Physicians have been stopping Stefan Heller in the hallway to ask about his work on hearing loss. “They say, ‘My patients read about you and want to know when there will be a cure,’” Heller says. He tells them it will be a while. “If you have a child and the child is deaf, don’t wait—get treatment. That’s the message.”
Recently recruited to Stanford from Harvard, the pioneer in stem cell-based research on the inner ear is continuing work that may lead to both stem cell transplantation and drug therapies to treat deafness. Last fall, Heller moved his team of researchers west along with a 1,000-pound “monster” of a freezer filled with DNA samples and reagents that had to be kept at a constant minus-80 degrees Celsius. The appliance and the associate professor of otolaryngology and of molecular and cellular physiology are now happily ensconced in a new lab near Stanford Hospital.
As a young scientist in neural development, the German-born Heller was eager to find a research niche. “I thought, ‘This is an enormous field,’ so I was looking for a system that was unexplored.” As he was wrapping up his dissertation, he pulled down a copy of Principles of Neuroscience, read every chapter and wrote to 15 scientists who were leaders in their respective fields. When he got an enthusiastic response from neuroscientist Jim Hudspeth, who was moving to Rockefeller University, Heller signed on to do his postdoctoral research there. “I had no clue about this organ—it was so fascinating and so complex. And it turns out that not a lot is known about how the ear functions on a molecular level. I thought, ‘Well, that’s where I want to spend my career.’”

**Dataset content**

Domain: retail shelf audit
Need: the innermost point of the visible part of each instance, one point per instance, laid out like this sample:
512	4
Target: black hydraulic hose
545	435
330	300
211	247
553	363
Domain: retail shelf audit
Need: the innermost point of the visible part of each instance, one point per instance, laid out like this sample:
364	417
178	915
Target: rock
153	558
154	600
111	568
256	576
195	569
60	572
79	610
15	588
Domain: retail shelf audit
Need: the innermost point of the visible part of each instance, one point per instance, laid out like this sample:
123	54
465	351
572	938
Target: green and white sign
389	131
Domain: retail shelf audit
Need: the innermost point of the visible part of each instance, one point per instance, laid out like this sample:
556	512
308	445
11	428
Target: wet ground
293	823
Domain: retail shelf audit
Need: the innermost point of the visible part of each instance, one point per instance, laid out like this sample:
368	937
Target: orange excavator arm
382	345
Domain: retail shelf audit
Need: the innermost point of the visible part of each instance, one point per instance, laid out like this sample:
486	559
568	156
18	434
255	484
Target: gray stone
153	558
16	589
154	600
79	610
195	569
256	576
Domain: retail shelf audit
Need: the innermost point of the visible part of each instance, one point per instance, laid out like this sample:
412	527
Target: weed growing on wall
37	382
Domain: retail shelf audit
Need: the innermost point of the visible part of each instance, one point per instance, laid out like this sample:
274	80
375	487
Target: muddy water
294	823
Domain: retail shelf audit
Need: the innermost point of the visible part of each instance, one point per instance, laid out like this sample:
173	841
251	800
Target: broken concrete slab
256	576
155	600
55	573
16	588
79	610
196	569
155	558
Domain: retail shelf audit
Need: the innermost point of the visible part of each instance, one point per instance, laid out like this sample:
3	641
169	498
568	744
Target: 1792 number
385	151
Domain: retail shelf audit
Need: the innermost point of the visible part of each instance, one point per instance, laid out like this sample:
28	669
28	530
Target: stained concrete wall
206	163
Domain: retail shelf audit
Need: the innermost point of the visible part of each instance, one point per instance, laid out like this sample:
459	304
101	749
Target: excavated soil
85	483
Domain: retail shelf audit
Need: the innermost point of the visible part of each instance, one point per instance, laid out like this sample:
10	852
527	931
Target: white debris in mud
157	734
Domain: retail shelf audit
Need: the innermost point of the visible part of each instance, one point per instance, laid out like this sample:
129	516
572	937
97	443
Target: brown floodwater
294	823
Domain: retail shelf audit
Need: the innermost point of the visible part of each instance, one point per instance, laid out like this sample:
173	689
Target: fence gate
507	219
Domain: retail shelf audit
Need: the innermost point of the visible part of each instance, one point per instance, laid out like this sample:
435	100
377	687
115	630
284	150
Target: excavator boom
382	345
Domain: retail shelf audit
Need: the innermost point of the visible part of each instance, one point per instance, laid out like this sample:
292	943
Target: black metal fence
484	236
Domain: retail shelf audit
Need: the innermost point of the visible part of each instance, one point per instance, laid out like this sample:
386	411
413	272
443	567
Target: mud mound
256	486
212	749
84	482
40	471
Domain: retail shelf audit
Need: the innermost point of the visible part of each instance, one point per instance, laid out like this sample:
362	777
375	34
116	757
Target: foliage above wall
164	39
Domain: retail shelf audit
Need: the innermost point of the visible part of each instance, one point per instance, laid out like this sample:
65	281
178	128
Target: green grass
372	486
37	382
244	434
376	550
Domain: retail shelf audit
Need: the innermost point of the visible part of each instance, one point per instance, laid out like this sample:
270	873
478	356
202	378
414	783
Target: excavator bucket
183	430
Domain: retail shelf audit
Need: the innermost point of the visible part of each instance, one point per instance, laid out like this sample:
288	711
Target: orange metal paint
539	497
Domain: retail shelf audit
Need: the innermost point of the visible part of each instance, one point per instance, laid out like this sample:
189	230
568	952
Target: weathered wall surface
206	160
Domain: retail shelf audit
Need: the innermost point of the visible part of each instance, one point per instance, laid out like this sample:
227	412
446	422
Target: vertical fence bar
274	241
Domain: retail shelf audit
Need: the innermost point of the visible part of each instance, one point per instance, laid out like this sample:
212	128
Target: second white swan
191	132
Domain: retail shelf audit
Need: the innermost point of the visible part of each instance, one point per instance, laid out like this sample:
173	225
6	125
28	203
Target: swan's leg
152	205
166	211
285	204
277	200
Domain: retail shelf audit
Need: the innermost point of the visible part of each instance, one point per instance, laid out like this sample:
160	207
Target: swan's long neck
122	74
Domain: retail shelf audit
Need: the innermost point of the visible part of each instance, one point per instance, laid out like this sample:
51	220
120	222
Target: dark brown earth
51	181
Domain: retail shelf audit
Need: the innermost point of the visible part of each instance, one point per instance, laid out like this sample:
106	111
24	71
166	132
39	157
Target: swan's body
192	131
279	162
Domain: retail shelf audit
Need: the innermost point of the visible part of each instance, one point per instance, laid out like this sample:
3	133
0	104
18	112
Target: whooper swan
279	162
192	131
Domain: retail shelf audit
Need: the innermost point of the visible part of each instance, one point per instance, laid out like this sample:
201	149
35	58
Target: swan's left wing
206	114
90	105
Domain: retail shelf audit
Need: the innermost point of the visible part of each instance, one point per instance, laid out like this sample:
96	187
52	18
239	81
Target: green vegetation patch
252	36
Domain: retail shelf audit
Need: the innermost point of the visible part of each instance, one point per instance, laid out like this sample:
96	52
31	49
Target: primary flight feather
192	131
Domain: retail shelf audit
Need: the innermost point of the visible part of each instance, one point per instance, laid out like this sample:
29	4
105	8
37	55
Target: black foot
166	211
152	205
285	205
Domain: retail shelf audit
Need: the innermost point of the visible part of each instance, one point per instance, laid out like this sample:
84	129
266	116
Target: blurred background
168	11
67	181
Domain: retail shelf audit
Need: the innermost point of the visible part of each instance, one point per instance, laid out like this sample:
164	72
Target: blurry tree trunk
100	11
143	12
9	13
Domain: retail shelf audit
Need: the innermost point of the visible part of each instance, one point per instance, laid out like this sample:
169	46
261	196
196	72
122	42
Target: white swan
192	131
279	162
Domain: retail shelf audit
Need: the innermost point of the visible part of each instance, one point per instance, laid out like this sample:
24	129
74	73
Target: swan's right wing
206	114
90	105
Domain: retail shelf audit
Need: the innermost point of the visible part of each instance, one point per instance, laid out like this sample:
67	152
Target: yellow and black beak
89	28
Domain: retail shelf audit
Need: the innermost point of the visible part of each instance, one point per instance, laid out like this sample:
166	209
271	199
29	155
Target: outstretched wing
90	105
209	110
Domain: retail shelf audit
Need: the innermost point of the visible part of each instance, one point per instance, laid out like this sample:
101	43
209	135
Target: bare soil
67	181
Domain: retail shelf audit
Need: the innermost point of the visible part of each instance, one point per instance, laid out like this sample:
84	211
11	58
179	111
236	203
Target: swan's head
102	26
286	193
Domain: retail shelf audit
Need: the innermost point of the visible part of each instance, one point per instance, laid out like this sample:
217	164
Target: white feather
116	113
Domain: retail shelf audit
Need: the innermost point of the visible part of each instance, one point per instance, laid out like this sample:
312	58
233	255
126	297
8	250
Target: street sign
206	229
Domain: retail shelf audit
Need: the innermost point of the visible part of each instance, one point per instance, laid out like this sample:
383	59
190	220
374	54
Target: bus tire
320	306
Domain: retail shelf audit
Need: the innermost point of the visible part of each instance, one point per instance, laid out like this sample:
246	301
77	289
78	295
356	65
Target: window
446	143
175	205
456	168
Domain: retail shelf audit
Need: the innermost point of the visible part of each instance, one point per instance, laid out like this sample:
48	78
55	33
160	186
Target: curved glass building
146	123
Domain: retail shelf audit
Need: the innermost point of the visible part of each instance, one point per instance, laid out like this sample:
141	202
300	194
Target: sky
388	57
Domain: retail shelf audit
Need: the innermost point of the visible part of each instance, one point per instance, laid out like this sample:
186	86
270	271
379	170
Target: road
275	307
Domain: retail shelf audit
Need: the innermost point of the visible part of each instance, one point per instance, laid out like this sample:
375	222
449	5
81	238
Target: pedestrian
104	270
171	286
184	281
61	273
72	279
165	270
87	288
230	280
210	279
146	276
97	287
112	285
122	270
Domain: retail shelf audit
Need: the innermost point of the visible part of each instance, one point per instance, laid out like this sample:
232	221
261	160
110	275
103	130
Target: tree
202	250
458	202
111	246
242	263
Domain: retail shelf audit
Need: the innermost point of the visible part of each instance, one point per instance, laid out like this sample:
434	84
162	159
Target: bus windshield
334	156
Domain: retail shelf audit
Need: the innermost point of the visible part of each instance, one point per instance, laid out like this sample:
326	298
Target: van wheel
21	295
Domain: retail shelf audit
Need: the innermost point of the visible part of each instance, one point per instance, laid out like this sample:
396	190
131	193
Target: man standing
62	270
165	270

**Assignment**
Continue the article about Stefan Heller's inner-ear research, starting right after its final sentence.

**Answer to this problem**
The 1990s were a period of excitement, and then disappointment, about research in hearing loss. But in 2002 Heller made a discovery—identifying stem cells in the inner ear—that revived scientists’ hopes. The inner ear is made up of two parts: the balance system (vestibular organ), and the hearing component (cochlea). Humans are born with some 15,000 microscopic hair cells in the cochlea that conduct sound—and that are continuously lost over a lifetime. But the vestibular organ is able to regenerate cells, and unlocking that process is the holy grail of researchers. “We thought the regeneration in the balance part of the ear is due to stem cells—that was our discovery,” Heller says. “We were able to isolate [the stem cells] and reintroduce them into an animal, and see that they were able to turn into hair cells.”
There is plenty more work to be done, he points out. “We are not at the point where we can heal a deaf mouse or a vestibularly impaired mouse, and we also don’t know whether vestibular stem cells can be used in the cochlea,” he says. “We have just looked at whether these cells are able to integrate into an ear.”
So far, Heller and his researchers have transplanted mouse cells into chickens’ ears because it is easy to damage the tiny mouse cochlea during surgery. “We want to move to the mouse, but that requires more skill,” he says. And while we’re on the topic of animal anatomy, the fact that birds are rarely deaf encourages Heller. “If we can find what wakes up a cell in the bird’s cochlea and then regenerates lost hair cells, we may be able to apply that mechanism to the mammalian ear.”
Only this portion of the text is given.